ENTRIES SHOWN:

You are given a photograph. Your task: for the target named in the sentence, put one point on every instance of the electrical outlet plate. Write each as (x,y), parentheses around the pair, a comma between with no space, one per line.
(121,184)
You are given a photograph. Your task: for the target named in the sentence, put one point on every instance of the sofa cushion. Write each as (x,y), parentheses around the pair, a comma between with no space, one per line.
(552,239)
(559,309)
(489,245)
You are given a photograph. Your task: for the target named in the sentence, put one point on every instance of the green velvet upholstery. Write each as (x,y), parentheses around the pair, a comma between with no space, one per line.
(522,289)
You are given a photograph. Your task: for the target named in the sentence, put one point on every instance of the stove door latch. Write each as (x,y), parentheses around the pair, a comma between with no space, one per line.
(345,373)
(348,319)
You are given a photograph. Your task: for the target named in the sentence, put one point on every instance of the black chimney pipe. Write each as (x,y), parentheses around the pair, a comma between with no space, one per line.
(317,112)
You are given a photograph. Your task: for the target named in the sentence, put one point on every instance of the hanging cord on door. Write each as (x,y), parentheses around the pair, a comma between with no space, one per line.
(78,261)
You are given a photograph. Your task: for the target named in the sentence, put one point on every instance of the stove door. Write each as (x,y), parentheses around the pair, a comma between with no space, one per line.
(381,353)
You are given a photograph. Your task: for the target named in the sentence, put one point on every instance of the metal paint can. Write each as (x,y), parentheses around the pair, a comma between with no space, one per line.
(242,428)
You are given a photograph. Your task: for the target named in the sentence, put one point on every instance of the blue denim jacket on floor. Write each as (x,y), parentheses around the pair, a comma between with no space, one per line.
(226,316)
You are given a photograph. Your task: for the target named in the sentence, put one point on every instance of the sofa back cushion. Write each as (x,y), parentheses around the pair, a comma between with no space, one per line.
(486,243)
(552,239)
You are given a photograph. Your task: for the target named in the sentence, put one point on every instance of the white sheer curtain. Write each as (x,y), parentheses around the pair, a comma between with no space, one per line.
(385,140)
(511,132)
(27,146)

WHAT IS EXPECTED:
All of the entries are to be transcribed exactly.

EXERCISE RESPONSE:
You are given a photograph. Your task: for the target named in the sentence, put one point on every instance of the electrical outlet plate. Write each as (x,y), parentheses around the pair, a comma between with no space, one per line.
(121,184)
You are given a photograph. Your task: for the target named in the sentence, put one point on every instance of the sofa cushion. Write each as (x,y), parentheses around the pair, a comma between with no space, one per line.
(552,239)
(559,309)
(489,245)
You are given a photograph. Your task: for the target named in the sentence, put one point on every instance of the green velvet upholstery. Write each as (x,y), parentheses around the pair, a comma between with no space, one per line.
(522,289)
You are given a photograph. Your task: for the target named in the sentence, put one point on every instance of the stove door latch. Write each as (x,y), parentheses around the pair, a comma between with no space, one per line.
(345,373)
(348,319)
You are given a photograph. Your task: for the target named in the sentence, put one point on every instance of the black chimney pipe. Write each as (x,y), parentheses around the pair, a comma between with no space, one per line.
(317,112)
You are given a photograph. Your task: for the target named in the sentence, put one point on every instance of the hanging cord on door. Write each as (x,y), parentheses around the pair, a comma between with no space, one per line.
(78,261)
You are given a photograph. Your task: for the target named in the sentence, put one point on every instance of the stove door. Write each as (x,y), parentheses around the pair, a comma between with no space, one per line.
(381,353)
You are given a photograph. Your task: for the target named in the sentence, put one point on every instance of the metal paint can. Write each as (x,y), parentheses around the pair, a comma between with no space, one per line.
(242,428)
You are given a photograph. Your task: for the target named in the sentence, put one point on every instance of the blue denim jacket on floor. Write each as (x,y), parentheses around the pair, a comma between with no space, one per line.
(226,316)
You are given a photograph. Your task: for the target named in the sentence, put one point on every instance of the sofa back cushion. Write each as (x,y), parentheses around the pair, a comma between with no space, one per line.
(486,243)
(552,239)
You are given a photograph. Your task: for the target named in the sentence, put one point on every instance of the white sheer curtain. Write each as (x,y), parentheses around the pair, a comma between with no space, one per line.
(385,140)
(511,132)
(27,146)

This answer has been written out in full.